Saved entries:
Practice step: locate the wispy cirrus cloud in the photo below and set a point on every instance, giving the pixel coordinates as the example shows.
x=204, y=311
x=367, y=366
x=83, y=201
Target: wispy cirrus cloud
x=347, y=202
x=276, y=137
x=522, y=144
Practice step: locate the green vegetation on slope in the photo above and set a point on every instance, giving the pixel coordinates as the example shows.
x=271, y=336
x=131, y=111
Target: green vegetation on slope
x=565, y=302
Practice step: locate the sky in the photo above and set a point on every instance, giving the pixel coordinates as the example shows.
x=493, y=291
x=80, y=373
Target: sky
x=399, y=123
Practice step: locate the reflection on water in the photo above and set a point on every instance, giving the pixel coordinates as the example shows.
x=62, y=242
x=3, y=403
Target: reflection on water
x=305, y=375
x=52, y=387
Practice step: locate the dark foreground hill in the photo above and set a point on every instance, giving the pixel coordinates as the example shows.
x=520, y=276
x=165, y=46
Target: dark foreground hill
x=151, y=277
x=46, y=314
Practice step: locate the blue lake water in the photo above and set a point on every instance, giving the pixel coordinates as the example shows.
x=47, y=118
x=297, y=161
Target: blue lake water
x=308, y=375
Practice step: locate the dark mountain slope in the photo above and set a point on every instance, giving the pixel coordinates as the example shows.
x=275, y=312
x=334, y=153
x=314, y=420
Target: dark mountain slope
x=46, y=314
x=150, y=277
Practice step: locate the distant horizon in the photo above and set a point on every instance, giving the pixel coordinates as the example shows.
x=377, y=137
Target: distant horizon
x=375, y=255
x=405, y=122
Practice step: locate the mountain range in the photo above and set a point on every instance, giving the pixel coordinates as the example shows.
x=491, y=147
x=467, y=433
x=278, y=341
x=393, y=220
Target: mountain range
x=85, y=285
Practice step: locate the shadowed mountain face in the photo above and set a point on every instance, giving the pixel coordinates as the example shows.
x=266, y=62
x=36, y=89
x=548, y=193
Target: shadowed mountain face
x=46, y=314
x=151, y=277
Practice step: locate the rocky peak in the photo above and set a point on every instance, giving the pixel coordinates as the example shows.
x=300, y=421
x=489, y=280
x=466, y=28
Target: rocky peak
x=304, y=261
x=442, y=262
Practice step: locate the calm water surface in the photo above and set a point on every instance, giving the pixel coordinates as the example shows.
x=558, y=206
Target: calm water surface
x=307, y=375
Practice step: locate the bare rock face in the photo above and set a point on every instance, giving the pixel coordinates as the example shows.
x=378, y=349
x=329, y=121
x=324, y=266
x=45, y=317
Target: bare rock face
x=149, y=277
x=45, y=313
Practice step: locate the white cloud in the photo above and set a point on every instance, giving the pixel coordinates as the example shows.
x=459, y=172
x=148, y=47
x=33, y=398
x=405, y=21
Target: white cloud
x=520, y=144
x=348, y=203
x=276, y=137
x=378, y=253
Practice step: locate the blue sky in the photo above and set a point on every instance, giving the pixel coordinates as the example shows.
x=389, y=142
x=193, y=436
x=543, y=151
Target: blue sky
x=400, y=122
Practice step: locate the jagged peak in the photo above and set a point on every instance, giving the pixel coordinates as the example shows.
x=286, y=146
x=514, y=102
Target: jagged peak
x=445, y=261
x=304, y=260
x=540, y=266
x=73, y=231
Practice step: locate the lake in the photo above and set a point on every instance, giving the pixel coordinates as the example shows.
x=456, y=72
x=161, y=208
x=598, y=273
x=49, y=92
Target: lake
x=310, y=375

▶ What to produce: Each line in the entries above, starting at the line with "x=47, y=118" and ending at the line with "x=314, y=420", is to be printed exactly, and only those lines.

▶ Exercise result:
x=47, y=118
x=297, y=161
Target: blue lake water
x=308, y=375
Practice step: locate the dark mountain slope in the photo above and set a point on every instance, giving the pixel coordinates as the example shows.
x=275, y=312
x=334, y=153
x=314, y=420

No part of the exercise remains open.